↓

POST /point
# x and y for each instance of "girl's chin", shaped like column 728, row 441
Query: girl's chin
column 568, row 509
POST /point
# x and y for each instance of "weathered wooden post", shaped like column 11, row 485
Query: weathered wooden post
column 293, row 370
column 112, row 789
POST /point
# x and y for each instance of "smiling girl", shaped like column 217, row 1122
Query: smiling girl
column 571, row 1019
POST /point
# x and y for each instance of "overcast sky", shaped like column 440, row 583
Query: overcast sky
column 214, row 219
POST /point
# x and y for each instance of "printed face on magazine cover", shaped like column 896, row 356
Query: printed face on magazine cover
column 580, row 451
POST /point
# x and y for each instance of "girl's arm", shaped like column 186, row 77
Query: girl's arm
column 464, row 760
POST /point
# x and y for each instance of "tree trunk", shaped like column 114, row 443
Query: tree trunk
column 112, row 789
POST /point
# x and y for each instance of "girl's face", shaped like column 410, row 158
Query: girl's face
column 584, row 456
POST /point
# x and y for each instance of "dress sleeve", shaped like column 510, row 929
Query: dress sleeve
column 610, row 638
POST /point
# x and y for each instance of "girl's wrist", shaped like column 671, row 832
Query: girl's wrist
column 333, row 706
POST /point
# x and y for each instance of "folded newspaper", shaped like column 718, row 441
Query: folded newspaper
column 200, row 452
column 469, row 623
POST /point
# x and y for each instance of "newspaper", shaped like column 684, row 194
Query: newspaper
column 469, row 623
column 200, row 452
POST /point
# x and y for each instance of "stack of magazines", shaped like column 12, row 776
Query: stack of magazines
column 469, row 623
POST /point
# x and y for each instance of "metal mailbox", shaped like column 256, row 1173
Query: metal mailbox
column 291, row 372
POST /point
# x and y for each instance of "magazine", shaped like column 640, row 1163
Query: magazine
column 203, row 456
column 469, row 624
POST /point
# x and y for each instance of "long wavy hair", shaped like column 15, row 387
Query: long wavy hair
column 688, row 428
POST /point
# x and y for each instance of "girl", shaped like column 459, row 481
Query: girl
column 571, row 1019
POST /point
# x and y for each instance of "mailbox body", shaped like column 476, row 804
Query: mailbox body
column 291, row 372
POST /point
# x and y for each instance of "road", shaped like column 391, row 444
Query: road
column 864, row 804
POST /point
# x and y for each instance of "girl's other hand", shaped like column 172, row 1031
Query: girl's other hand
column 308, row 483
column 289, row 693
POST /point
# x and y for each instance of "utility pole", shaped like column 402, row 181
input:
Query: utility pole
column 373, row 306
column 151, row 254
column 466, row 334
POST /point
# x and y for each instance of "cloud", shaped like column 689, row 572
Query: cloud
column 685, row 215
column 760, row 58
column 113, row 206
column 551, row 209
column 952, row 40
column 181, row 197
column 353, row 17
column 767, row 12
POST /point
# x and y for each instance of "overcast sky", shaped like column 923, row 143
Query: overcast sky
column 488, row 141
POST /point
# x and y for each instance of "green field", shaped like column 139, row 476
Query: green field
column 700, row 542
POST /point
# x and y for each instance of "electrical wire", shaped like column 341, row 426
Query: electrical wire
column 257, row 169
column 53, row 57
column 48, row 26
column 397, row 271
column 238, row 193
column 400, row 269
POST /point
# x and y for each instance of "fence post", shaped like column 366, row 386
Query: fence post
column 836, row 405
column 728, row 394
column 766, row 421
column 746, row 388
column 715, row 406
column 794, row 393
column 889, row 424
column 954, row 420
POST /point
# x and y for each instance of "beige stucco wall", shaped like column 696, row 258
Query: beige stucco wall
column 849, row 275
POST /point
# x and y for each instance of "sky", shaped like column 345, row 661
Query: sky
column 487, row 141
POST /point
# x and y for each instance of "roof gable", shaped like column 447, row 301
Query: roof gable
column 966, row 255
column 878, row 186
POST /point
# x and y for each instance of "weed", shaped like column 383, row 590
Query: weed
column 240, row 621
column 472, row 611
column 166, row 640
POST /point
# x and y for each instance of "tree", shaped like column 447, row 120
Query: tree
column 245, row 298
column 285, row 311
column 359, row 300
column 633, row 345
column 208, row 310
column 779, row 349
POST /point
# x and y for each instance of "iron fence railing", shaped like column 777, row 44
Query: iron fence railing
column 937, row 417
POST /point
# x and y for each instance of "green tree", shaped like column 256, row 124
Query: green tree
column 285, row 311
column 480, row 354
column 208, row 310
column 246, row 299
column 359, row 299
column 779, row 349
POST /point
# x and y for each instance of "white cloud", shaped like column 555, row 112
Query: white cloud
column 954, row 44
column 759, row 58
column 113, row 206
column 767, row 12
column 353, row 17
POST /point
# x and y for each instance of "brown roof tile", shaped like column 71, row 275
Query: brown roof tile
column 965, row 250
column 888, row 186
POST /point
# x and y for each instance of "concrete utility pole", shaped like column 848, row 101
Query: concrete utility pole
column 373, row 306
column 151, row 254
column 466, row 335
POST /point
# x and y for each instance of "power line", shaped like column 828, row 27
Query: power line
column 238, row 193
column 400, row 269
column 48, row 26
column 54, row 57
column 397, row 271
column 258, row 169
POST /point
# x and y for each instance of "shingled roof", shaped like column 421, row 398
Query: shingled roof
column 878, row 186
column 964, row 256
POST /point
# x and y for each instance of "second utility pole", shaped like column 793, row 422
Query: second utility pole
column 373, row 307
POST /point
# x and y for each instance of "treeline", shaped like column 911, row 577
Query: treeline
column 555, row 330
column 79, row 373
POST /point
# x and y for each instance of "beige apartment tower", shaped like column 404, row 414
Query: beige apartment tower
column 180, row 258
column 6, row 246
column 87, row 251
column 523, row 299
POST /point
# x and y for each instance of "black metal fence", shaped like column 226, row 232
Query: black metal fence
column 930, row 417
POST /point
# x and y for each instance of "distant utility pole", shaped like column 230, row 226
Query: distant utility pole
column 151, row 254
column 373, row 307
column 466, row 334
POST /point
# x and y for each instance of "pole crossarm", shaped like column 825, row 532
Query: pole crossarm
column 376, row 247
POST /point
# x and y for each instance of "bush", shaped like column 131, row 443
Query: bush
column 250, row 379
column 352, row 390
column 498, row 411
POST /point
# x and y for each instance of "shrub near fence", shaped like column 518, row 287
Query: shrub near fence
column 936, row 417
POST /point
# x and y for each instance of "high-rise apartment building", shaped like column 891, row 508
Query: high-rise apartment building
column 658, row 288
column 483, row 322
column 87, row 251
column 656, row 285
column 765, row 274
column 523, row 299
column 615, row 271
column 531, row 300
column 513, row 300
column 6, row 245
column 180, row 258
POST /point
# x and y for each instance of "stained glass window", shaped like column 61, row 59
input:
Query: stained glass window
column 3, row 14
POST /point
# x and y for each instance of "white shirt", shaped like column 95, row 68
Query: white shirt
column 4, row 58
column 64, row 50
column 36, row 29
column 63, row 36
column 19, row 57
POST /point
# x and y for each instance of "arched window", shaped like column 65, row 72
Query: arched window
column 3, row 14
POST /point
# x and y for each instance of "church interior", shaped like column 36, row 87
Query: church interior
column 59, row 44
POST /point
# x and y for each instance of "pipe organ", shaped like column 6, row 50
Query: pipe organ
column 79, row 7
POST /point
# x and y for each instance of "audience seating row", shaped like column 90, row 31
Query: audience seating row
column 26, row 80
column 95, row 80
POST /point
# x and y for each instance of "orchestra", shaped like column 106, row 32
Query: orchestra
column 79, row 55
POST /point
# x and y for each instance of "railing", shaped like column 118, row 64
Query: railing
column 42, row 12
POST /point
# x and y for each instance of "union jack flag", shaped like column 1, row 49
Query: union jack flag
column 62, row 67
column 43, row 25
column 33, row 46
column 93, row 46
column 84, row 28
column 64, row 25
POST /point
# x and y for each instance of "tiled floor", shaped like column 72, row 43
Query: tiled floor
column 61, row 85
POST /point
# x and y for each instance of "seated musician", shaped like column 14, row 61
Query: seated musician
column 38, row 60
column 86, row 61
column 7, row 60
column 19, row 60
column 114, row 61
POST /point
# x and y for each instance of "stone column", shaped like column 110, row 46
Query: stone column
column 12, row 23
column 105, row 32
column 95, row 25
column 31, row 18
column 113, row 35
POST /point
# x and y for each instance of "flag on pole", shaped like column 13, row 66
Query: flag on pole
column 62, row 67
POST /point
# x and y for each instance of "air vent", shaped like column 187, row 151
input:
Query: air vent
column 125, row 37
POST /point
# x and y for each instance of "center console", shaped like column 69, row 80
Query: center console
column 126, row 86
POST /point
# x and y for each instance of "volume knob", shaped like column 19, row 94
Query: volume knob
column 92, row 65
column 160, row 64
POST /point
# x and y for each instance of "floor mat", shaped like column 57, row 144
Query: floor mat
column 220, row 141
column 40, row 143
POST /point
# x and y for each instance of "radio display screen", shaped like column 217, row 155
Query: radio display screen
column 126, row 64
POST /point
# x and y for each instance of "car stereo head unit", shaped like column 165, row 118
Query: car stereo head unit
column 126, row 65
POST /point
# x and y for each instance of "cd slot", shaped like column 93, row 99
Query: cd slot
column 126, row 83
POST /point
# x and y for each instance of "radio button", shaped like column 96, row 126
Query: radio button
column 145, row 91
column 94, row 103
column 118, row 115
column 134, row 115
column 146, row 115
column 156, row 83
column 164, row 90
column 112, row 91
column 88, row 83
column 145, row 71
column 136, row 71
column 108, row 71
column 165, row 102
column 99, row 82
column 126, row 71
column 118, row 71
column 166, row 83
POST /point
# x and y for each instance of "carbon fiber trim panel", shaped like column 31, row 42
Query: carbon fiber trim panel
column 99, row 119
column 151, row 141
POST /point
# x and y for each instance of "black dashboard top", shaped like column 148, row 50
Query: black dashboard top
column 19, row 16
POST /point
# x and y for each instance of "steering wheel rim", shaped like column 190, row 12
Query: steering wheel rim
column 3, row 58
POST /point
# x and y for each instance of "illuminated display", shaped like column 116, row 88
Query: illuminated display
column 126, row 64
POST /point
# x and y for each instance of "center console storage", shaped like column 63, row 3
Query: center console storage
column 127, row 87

↑

Beginning with the first line of the listing above, please write out every line exactly until you reach the line that contains "896, row 356", and include that one too.

- Answer below
POST /point
# x and y for each instance of "girl's chin", shaped like column 728, row 441
Query: girl's chin
column 568, row 509
POST /point
# x and y for each instance of "weathered wooden post", shaped like column 11, row 485
Query: weathered wooden post
column 293, row 370
column 112, row 789
POST /point
# x and y for each instance of "smiling girl", shaped like column 217, row 1122
Query: smiling girl
column 571, row 1019
POST /point
# x and y for each instance of "overcast sky", shaped like column 440, row 583
Query: overcast sky
column 214, row 219
POST /point
# x and y for each instance of "printed face on magazine cover", shaped like column 896, row 356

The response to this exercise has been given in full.